How many lines of the material below contain the word "bark"? Give only the number.

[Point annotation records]
=-=-=-=-=
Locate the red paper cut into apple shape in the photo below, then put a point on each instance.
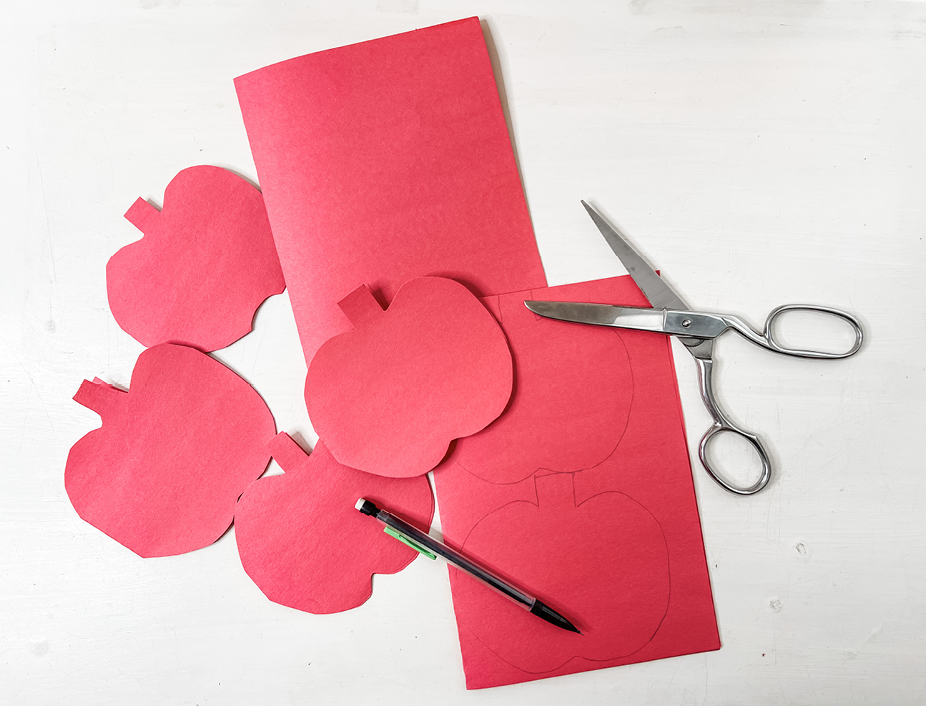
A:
(163, 473)
(302, 541)
(611, 542)
(572, 394)
(390, 396)
(205, 264)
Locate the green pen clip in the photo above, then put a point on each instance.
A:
(405, 540)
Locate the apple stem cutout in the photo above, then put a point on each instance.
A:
(390, 396)
(163, 473)
(205, 264)
(303, 543)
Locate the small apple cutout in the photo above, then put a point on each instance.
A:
(602, 563)
(303, 543)
(390, 396)
(205, 264)
(163, 473)
(573, 389)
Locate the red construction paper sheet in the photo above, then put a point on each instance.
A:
(302, 541)
(163, 473)
(385, 161)
(616, 547)
(390, 396)
(205, 264)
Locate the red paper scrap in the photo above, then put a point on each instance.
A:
(390, 396)
(163, 473)
(205, 264)
(617, 547)
(385, 161)
(301, 539)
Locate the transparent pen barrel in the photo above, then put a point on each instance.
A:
(456, 559)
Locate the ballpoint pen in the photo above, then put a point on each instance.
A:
(427, 545)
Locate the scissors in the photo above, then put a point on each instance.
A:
(696, 330)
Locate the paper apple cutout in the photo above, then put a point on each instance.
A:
(303, 543)
(573, 390)
(612, 543)
(205, 264)
(390, 396)
(163, 473)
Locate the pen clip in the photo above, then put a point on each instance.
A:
(405, 540)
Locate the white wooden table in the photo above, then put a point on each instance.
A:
(759, 153)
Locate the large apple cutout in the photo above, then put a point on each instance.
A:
(203, 267)
(163, 473)
(390, 396)
(603, 564)
(303, 543)
(572, 394)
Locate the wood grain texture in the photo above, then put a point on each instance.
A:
(758, 153)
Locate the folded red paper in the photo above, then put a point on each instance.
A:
(617, 546)
(385, 161)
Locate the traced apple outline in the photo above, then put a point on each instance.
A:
(610, 539)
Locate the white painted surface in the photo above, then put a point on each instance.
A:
(759, 153)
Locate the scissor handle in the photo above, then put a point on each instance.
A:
(722, 423)
(767, 339)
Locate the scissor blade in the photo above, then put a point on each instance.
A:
(601, 315)
(654, 288)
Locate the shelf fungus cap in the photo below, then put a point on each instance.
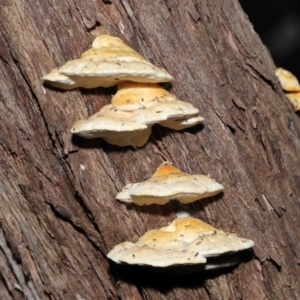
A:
(169, 183)
(109, 61)
(137, 95)
(175, 114)
(185, 241)
(294, 99)
(114, 126)
(287, 80)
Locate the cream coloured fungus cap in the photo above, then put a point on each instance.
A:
(169, 183)
(186, 241)
(109, 61)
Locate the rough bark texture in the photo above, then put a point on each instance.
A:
(59, 216)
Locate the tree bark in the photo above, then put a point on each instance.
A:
(59, 216)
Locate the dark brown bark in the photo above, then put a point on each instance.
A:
(59, 216)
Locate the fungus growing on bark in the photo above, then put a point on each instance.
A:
(109, 61)
(186, 241)
(133, 126)
(295, 99)
(132, 96)
(287, 80)
(168, 183)
(290, 85)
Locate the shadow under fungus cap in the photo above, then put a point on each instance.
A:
(169, 183)
(186, 241)
(109, 61)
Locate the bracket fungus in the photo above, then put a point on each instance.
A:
(109, 61)
(287, 80)
(290, 85)
(133, 96)
(169, 183)
(185, 241)
(135, 108)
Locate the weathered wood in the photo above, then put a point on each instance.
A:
(58, 213)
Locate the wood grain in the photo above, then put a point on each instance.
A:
(58, 212)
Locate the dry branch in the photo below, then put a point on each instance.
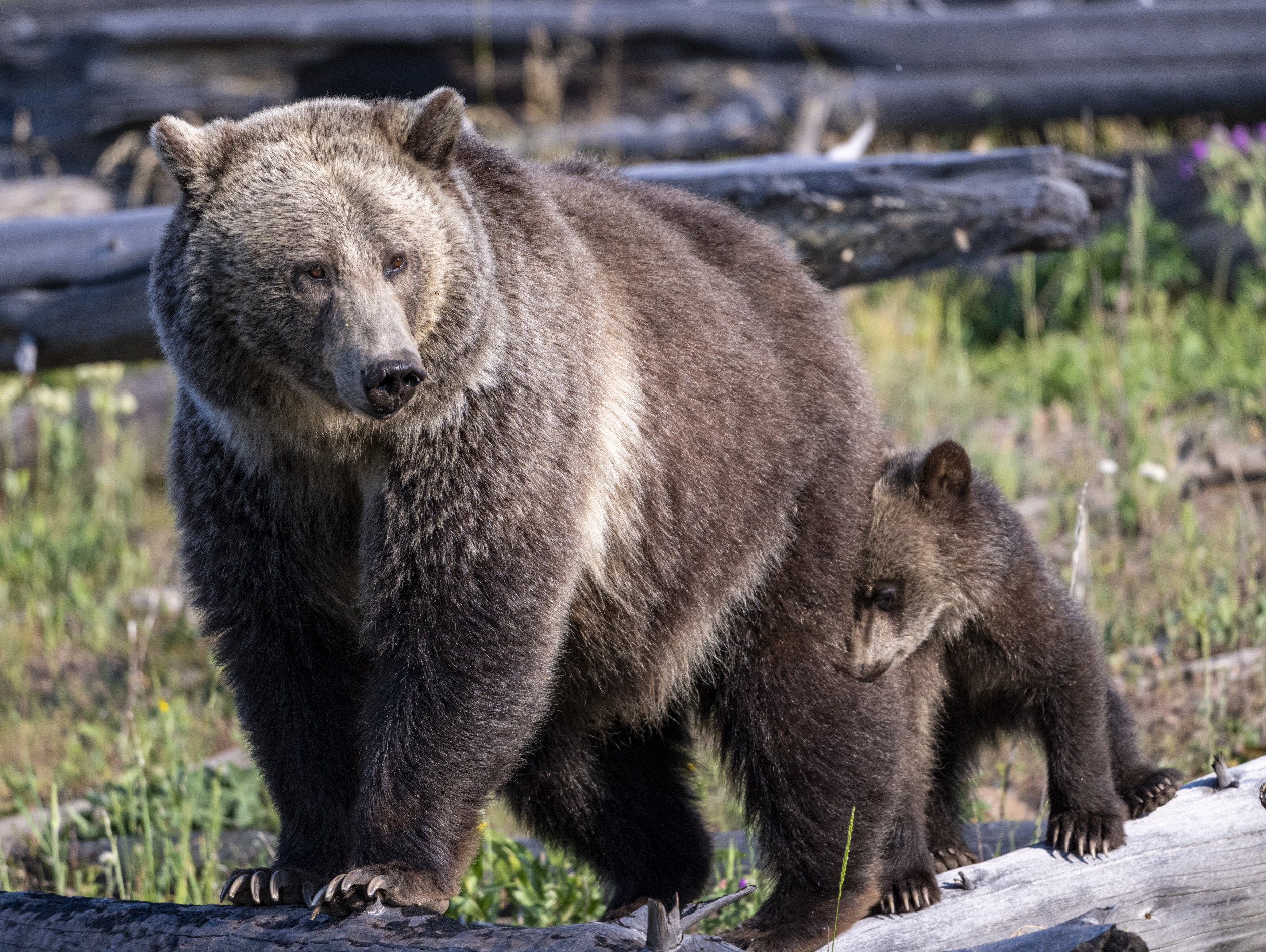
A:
(850, 222)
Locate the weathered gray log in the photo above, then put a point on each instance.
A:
(84, 74)
(1028, 42)
(850, 222)
(38, 922)
(1189, 879)
(1087, 933)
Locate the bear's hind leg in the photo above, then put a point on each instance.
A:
(624, 806)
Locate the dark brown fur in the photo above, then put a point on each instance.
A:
(956, 586)
(631, 492)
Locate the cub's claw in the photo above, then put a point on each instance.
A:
(917, 892)
(267, 887)
(394, 884)
(1154, 791)
(953, 857)
(1085, 834)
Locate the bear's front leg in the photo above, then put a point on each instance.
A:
(464, 621)
(1088, 818)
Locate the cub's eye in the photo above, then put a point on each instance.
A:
(887, 597)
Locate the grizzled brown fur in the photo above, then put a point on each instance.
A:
(956, 590)
(500, 477)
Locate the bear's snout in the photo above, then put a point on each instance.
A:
(390, 383)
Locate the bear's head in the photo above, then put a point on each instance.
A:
(917, 576)
(314, 255)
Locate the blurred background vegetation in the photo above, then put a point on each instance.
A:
(1111, 375)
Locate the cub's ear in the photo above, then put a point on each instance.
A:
(189, 152)
(433, 127)
(945, 471)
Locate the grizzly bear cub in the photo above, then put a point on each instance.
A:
(956, 588)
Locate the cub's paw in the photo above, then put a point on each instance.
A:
(951, 856)
(395, 884)
(1085, 834)
(283, 885)
(1154, 790)
(909, 894)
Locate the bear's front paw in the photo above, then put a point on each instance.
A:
(953, 856)
(395, 884)
(283, 885)
(1154, 790)
(909, 894)
(1085, 832)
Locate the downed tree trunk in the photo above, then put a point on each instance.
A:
(38, 922)
(850, 222)
(1189, 879)
(87, 72)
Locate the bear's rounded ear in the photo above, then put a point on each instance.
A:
(188, 152)
(434, 127)
(945, 471)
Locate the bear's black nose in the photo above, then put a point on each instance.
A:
(390, 383)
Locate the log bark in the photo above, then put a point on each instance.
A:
(850, 222)
(1189, 879)
(95, 74)
(1067, 36)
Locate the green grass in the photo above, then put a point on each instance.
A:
(1115, 352)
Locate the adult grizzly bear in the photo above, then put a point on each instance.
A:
(499, 477)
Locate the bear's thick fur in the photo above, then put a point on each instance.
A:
(958, 598)
(502, 477)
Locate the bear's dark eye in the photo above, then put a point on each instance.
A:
(887, 597)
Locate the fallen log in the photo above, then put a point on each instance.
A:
(85, 74)
(1189, 879)
(1186, 880)
(38, 922)
(74, 289)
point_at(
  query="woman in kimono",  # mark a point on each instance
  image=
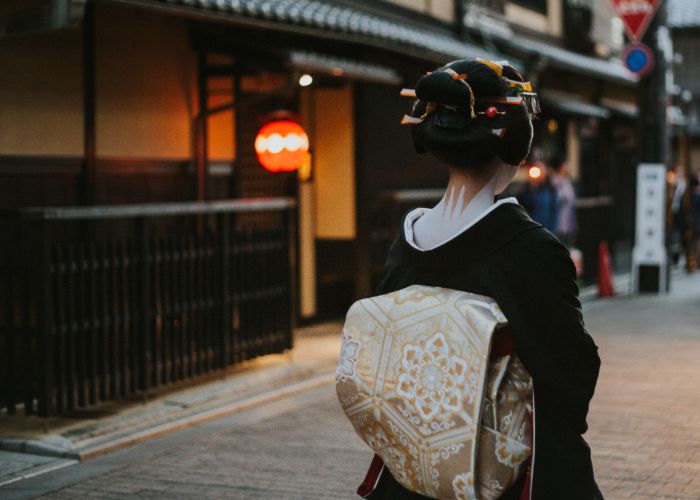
=-=-=-=-=
ANSWER TO THIS PROBLEM:
5